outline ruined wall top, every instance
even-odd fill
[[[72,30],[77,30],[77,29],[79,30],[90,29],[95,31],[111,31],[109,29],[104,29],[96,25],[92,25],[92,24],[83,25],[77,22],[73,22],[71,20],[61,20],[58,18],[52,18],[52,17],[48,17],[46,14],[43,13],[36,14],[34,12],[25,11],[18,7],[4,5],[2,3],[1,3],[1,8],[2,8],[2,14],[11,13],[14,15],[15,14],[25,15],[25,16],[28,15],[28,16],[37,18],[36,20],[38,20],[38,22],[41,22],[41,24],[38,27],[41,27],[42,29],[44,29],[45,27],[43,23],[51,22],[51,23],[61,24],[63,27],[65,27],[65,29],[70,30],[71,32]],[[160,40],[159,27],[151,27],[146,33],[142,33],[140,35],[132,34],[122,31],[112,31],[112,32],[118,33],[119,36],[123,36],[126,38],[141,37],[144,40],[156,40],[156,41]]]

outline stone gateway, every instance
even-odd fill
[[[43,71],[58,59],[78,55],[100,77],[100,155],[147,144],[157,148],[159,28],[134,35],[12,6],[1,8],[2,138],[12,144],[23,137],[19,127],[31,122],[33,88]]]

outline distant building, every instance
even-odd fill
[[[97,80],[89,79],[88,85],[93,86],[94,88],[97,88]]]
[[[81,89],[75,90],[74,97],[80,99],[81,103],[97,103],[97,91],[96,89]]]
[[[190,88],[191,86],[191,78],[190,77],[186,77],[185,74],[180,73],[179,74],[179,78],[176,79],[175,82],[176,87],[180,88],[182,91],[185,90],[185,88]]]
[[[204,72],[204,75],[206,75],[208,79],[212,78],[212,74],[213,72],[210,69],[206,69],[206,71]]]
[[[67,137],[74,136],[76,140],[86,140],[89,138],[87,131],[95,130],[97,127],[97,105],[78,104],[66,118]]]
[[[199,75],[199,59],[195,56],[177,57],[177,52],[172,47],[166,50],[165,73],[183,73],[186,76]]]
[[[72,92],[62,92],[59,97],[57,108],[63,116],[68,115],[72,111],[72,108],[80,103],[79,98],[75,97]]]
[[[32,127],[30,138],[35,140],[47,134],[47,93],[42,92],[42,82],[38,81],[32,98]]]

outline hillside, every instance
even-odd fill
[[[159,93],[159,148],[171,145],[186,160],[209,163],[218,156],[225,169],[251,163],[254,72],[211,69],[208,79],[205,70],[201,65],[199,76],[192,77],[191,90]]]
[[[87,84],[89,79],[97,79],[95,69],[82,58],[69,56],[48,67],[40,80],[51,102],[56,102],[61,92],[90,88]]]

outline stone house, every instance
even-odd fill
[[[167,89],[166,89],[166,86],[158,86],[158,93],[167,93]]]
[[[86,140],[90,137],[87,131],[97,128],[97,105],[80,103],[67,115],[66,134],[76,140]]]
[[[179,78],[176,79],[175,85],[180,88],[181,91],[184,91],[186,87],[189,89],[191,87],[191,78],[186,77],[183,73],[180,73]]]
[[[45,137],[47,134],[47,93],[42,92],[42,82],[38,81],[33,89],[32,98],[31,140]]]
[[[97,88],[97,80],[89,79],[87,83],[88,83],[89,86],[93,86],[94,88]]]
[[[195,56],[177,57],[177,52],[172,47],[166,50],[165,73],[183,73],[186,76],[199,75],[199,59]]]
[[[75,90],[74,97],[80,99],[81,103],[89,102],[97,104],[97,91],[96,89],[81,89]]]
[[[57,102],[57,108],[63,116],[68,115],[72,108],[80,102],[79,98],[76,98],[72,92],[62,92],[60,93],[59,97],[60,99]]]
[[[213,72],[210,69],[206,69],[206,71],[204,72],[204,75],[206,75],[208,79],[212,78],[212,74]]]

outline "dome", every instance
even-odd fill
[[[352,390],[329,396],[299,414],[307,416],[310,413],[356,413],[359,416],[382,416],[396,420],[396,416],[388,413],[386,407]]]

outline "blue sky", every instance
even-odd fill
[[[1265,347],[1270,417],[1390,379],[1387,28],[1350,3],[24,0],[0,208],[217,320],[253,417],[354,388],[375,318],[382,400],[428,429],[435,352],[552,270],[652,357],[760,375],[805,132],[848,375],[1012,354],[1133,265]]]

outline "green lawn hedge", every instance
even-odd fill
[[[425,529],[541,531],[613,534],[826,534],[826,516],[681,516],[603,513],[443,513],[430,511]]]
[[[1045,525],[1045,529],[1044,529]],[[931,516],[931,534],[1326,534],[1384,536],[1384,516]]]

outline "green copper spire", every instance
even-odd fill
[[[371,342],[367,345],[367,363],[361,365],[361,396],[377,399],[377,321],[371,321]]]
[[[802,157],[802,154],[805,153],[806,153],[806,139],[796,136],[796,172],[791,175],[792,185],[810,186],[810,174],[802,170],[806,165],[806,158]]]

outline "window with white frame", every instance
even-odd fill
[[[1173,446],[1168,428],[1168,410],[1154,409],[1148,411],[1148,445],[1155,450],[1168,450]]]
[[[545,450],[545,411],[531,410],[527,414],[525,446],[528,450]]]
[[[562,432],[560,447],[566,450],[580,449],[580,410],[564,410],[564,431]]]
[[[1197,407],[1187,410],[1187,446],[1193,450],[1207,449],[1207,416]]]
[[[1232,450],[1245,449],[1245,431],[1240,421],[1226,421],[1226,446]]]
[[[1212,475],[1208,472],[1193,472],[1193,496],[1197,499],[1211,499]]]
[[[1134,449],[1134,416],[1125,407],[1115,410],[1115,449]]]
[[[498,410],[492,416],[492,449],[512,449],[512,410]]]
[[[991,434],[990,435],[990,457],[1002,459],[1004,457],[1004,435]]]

* * * * *

▶ Exercise requirements
Report every line in the items above that contains the word "instance", copying each such line in full. Case counts.

▶ Task output
outline ruined wall top, every instance
outline stone gateway, every instance
outline distant building, every instance
outline hillside, every instance
outline stone house, every instance
outline "dome", every instance
outline "blue sky", every instance
outline "green lawn hedge", every instance
outline "green copper spire", every instance
outline "window with white frame", every instance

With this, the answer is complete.